The data ->
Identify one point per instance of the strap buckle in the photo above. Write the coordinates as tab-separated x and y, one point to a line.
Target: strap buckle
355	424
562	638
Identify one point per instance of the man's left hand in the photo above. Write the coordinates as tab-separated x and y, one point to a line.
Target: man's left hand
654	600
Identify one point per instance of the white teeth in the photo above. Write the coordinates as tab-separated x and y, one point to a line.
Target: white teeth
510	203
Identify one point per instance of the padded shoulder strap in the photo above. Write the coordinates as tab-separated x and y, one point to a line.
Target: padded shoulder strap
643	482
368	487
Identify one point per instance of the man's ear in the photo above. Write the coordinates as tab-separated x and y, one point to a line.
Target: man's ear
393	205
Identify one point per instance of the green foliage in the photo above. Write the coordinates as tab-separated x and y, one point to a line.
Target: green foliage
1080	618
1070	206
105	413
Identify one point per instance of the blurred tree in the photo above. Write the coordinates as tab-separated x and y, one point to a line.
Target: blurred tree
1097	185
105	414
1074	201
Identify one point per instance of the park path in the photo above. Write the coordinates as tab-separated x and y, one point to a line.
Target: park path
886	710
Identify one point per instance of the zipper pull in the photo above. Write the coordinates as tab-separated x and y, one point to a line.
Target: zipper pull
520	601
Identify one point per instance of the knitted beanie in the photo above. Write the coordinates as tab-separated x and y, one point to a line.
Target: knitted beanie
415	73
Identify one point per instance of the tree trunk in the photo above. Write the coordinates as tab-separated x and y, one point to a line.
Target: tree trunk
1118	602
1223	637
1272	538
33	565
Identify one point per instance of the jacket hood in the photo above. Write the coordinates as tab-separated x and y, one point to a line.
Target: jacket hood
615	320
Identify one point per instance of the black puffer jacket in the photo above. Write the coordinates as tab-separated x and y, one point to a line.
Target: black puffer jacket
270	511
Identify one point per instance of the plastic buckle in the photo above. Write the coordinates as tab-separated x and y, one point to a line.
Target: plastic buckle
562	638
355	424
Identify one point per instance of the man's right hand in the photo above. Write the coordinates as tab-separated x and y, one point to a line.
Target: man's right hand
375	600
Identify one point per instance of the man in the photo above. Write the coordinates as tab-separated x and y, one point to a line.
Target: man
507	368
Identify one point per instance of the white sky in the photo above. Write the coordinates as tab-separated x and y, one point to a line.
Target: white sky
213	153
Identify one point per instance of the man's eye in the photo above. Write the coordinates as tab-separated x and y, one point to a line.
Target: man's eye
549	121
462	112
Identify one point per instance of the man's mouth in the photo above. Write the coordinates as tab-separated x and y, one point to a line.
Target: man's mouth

Set problem ->
Can you transcribe every one of the rows above verbatim, line for line, without changing any wording, spacing, or numbers?

Answer to this task ->
Identify one point per instance of the strap buckle in the photo above. Write the coordinates as tab-separated x and y, one point to a line.
Target: strap buckle
355	424
562	638
Identify one point per instance of the man's left hand in the photo above. Write the coordinates as tab-separated x and y, one point to a line.
Target: man's left hand
654	600
Identify one point per instance of the white teeth in the photo above. Write the coordinates as tab-separated x and y, one point to a line.
Target: white teeth
510	203
Identify one point per instance of the padded shoulder strap in the photo above. Write the coordinates as tab-separated x and y, one point to a line.
Target: padded shoulder strap
643	482
368	487
Identify one point per instance of the man's ear in the photo above. Write the coordinates as tab-separated x and y, one point to a line.
Target: man's ear
393	205
Identify one point per instance of the green foliage in the photo above. Write the coordinates as tab-separated x and y, one point to a line.
Target: green foliage
1080	618
1070	206
105	413
Identify one point per instance of the blurred tree in the photo above. Write the coordinates as tab-separated x and y, one point to a line.
Target: blurred tree
1097	185
105	414
1074	201
Identify one point per instance of the park path in the photo above. Write the coordinates as tab-separated x and y, one point to a line.
Target: park path
886	710
Identify one point per instance of the zipper pull in the photo above. Write the coordinates as tab-separated x and y, one point to a line.
Target: zipper pull
520	601
Identify one point per instance of the knitted beanie in the photo above. Write the coordinates as tab-separated x and y, one point to a line.
Target: knitted beanie
415	73
Identify one point per instance of the tree trunk in the photo above. Write the coordinates as tab-separated x and y, one point to a line.
Target: tree trunk
1118	602
1223	637
1272	538
33	565
Identify one point per instance of the jacket hood in the photo above. Write the coordinates as tab-separated x and y, one point to a line.
Target: jacket hood
615	320
Identify one point per instance of the black puffer jacket in the photo above. Write the coordinates as tab-separated x and y, one point to a line.
Target: black puffer jacket
270	511
Identify one point per instance of the plastic buckle in the photo above. Write the coordinates as tab-separated x and y, one point to a line.
Target: plastic buckle
562	638
355	424
Identify one point per instance of the man's right hand in the photo above. Write the coordinates as tab-separated x and y, one point to a line.
Target: man's right hand
375	600
Identify one point per instance of the man in the photo above. Write the coordinates as tab-separated x and y, one point to a line.
Target: man
507	368
Identify one point per instance of the white sky in the photo above. Write the coordinates as tab-separated x and y, one point to a line.
Target: white sky
213	153
Identify one point per instance of the man's eye in the photo above. Write the coordinates as tab-separated x and y, one point to a line.
Target: man's eye
549	121
462	112
Identify one point per instance of the man's mouth in the photo above. Write the coordinates as tab-separated x and y, one point to a line.
Target: man's mouth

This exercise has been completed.